** Description of the task **
From the records below, keep only the lines that contain the string "outline" and copy each of them unchanged. Treat matching as case-sensitive.

▬▬▬▬▬▬▬▬▬▬

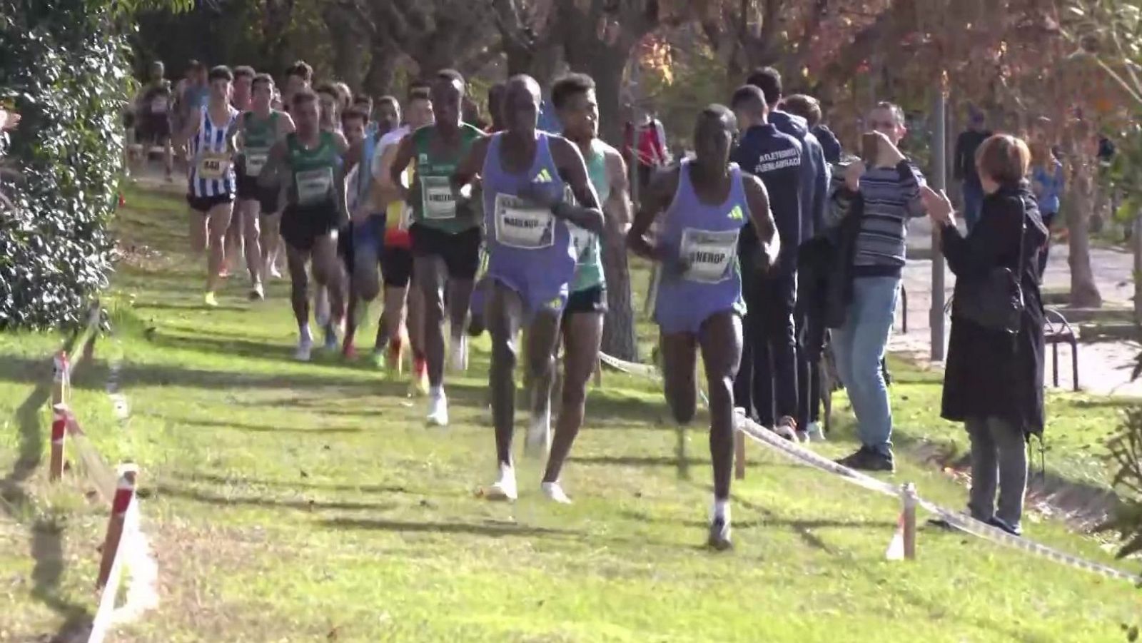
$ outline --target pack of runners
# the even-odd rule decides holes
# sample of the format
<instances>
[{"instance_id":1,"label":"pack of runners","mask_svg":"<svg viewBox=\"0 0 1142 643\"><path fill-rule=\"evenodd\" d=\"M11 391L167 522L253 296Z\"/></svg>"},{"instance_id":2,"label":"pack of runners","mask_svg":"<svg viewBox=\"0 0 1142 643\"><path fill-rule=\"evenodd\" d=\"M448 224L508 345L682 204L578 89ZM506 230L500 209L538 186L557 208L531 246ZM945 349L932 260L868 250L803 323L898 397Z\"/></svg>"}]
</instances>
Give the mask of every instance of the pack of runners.
<instances>
[{"instance_id":1,"label":"pack of runners","mask_svg":"<svg viewBox=\"0 0 1142 643\"><path fill-rule=\"evenodd\" d=\"M633 216L626 163L598 138L595 83L582 74L552 87L561 134L538 128L541 88L526 75L492 88L488 132L466 122L469 87L453 70L415 83L403 102L354 99L339 83L314 88L305 63L287 70L281 93L249 67L196 66L176 89L161 67L153 77L138 103L147 108L140 127L155 139L169 135L163 143L175 150L186 146L190 236L207 257L207 306L218 305L239 254L249 297L263 299L284 249L295 355L305 361L311 315L324 347L353 359L357 330L381 298L371 359L401 375L412 357L412 386L426 393L426 421L436 426L449 423L445 371L466 370L469 335L489 332L497 473L488 499L518 493L512 443L522 354L525 451L547 457L541 493L570 503L560 476L600 356L603 248L618 240L659 262L654 321L666 397L679 425L693 419L700 354L714 464L708 542L730 546L745 307L739 234L751 227L757 270L774 265L779 248L765 185L730 162L733 112L711 105L698 115L693 158L651 180ZM556 368L563 385L553 423Z\"/></svg>"}]
</instances>

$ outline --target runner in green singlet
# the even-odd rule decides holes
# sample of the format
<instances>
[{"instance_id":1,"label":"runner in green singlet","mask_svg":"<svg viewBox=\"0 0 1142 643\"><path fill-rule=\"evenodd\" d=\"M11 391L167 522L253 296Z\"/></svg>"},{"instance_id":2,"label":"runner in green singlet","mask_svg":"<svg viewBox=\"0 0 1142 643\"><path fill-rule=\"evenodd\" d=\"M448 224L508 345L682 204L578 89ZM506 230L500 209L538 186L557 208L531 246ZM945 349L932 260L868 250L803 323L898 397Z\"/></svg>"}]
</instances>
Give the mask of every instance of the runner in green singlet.
<instances>
[{"instance_id":1,"label":"runner in green singlet","mask_svg":"<svg viewBox=\"0 0 1142 643\"><path fill-rule=\"evenodd\" d=\"M331 311L327 335L336 333L345 318L345 279L337 257L337 231L348 220L344 176L348 143L341 134L320 128L321 112L313 93L296 94L291 113L297 131L274 144L258 183L267 188L284 184L287 188L282 238L300 336L295 356L308 361L313 336L309 332L306 264L311 258L314 281L329 290Z\"/></svg>"},{"instance_id":2,"label":"runner in green singlet","mask_svg":"<svg viewBox=\"0 0 1142 643\"><path fill-rule=\"evenodd\" d=\"M563 394L541 485L544 495L552 500L570 503L560 484L560 472L582 425L587 381L598 361L603 338L603 316L608 310L603 247L626 252L625 240L632 215L622 155L598 138L595 81L585 74L561 78L552 87L552 104L563 123L563 136L582 152L587 176L598 194L605 216L603 238L578 226L571 227L579 263L571 281L568 305L563 310ZM549 413L549 410L540 412ZM532 417L532 427L544 429L546 425L549 425L549 419Z\"/></svg>"},{"instance_id":3,"label":"runner in green singlet","mask_svg":"<svg viewBox=\"0 0 1142 643\"><path fill-rule=\"evenodd\" d=\"M412 188L405 191L412 206L412 279L425 297L425 353L428 361L428 423L448 424L444 396L444 302L451 322L451 365L467 367L465 323L472 287L480 266L478 211L457 209L449 177L467 155L480 129L460 120L466 91L464 77L452 70L436 74L432 86L435 124L423 127L401 140L391 171L393 183L410 161L416 163ZM401 188L403 190L403 187ZM444 284L448 297L444 297Z\"/></svg>"},{"instance_id":4,"label":"runner in green singlet","mask_svg":"<svg viewBox=\"0 0 1142 643\"><path fill-rule=\"evenodd\" d=\"M270 159L270 150L279 139L293 131L293 120L286 112L271 106L274 79L257 74L251 83L251 108L234 121L241 145L238 167L238 211L244 234L246 267L250 272L250 298L264 299L262 282L270 259L270 247L279 235L281 219L280 194L274 188L258 185L258 176ZM262 219L266 234L262 234Z\"/></svg>"}]
</instances>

▬▬▬▬▬▬▬▬▬▬

** Solution to the problem **
$ outline --target pack of runners
$ outline --target runner in green singlet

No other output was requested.